BEGIN Selected text

A graft may be defined as an artificial mutual symbiosis between two symbionts represented by two different plants. Today, the most widely used is the OMEGA GRAFTING technique, which uses an equal-wheeled tractor  woody graft where the cut has the shape of the final Greek alphabet letter. This shape can be obtained only with a machine and is mainly used for table cutting grafting. The machine joints the scion and the rootstock, so processing times are shorter.


Callusing is a technique used in the nursery industry to promote the development of healing callus at the grafting point and primordial roots at the base of the cuttings. There are two types of callusing: SAWDUST CALLUSING and WATER CALLUSING.


After callusing, the plants are cleaned and removed from the containers and then covered with a layer of light brown wax to protect the plant from sunlight.


Particular attention and expertise is required to nurserymen when choosing the soil. The best are medium-textured, cool, deep but at the same time draining soils, preferably sandy to facilitate the work even under unfavourable conditions. It is not a real problem the fact that the soil is not able to retain water,  as with new irrigation techniques, the problem does not exist. Before and during callusing, a mulching cloth is placed on the field, previously levelled to prevent water stagnation. The cloth is 75 cm large, and placed on a single row; rooted cuttings are placed on it at a distance of 8 cm. The rows are one metre away from each other. A space of about 3.5 metres is left every 18 rows, so that special machines have enough space to move and spray the products required to treat them. The mulch is planted along with a hose for drip irrigation.
In May, trained operators plant callused rooted cuttings with the help of special carts on which two boxes of cuttings containing a total of approximately 1000 plants are placed. The cart passes over a row and is moved with the legs by the operator who positions the seedlings into the mulching holes, and the plant, which is about 40 cm long, is pushed into the soil up to about 20 cm.

END Selected text
BEGIN Excerpted data

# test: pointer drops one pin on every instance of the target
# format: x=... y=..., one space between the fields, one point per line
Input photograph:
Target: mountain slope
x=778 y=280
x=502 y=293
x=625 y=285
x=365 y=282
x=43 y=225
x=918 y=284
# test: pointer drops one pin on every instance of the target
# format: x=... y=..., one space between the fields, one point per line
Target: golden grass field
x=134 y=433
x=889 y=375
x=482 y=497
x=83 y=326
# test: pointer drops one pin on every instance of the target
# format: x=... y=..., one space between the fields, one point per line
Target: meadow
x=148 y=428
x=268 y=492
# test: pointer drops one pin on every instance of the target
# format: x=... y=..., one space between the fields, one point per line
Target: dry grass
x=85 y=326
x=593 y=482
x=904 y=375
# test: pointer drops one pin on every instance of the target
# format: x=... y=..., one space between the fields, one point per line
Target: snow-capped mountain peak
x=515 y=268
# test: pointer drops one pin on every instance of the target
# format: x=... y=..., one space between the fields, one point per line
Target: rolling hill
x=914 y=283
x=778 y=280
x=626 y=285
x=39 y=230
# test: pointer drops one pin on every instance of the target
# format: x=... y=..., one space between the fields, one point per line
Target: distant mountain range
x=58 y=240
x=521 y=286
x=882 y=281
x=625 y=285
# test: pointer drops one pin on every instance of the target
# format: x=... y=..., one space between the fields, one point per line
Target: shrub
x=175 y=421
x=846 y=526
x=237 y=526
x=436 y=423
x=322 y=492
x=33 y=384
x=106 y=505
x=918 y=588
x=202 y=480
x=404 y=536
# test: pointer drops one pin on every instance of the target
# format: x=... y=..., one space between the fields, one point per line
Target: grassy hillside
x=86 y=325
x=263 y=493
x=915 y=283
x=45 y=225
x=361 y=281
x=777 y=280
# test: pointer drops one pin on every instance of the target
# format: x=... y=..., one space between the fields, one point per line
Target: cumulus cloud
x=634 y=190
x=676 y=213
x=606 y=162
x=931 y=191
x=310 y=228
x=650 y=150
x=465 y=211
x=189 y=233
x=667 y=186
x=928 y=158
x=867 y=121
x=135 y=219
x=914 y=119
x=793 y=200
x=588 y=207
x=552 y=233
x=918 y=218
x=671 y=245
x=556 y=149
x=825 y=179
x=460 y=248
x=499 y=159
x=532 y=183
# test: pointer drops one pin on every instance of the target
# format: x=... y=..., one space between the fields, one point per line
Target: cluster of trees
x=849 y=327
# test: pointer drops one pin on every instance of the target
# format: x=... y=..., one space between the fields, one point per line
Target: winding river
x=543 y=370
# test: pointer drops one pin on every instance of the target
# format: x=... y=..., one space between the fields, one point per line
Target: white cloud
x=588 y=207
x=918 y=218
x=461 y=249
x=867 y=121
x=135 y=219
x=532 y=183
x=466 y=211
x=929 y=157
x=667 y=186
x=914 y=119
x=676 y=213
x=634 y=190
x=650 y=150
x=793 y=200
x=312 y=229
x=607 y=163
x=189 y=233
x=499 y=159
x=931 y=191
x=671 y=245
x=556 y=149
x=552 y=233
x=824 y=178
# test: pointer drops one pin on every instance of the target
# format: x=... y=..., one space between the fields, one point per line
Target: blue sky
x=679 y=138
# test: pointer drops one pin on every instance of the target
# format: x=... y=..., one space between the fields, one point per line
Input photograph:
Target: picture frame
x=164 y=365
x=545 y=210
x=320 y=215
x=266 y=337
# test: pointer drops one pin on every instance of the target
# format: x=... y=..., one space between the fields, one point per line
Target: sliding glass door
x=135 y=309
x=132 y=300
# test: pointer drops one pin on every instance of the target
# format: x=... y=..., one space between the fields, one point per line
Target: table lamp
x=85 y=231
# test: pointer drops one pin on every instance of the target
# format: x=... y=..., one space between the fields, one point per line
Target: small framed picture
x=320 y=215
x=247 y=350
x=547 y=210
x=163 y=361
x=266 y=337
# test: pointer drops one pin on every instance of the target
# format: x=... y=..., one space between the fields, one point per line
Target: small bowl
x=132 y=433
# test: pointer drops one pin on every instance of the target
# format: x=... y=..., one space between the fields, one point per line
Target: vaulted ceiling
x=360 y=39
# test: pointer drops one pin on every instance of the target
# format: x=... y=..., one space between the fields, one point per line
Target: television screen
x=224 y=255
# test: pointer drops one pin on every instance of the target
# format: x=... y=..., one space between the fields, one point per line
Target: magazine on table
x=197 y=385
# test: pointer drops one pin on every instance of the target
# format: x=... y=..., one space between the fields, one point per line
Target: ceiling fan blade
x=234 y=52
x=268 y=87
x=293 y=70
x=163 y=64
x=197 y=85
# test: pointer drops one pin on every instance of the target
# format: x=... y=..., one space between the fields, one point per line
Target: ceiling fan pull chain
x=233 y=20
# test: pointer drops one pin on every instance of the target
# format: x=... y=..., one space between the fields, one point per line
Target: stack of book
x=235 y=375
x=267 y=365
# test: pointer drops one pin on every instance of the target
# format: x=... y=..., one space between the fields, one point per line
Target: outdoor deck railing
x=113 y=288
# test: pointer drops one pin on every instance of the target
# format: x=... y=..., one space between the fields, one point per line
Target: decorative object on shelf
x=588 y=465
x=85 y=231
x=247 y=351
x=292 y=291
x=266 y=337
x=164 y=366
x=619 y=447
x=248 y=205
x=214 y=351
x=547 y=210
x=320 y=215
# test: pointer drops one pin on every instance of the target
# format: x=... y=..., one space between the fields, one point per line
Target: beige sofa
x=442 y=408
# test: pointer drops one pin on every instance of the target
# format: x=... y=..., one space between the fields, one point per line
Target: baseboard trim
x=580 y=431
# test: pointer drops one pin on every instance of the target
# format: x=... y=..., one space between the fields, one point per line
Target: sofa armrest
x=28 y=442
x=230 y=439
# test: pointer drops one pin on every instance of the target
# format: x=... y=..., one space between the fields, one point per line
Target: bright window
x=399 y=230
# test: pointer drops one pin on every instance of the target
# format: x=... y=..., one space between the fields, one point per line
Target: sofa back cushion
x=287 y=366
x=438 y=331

END Excerpted data

* Aim of the exercise:
According to the nursery text, how far apart are the rooted cuttings placed on the mulching cloth?

* Answer section:
8 cm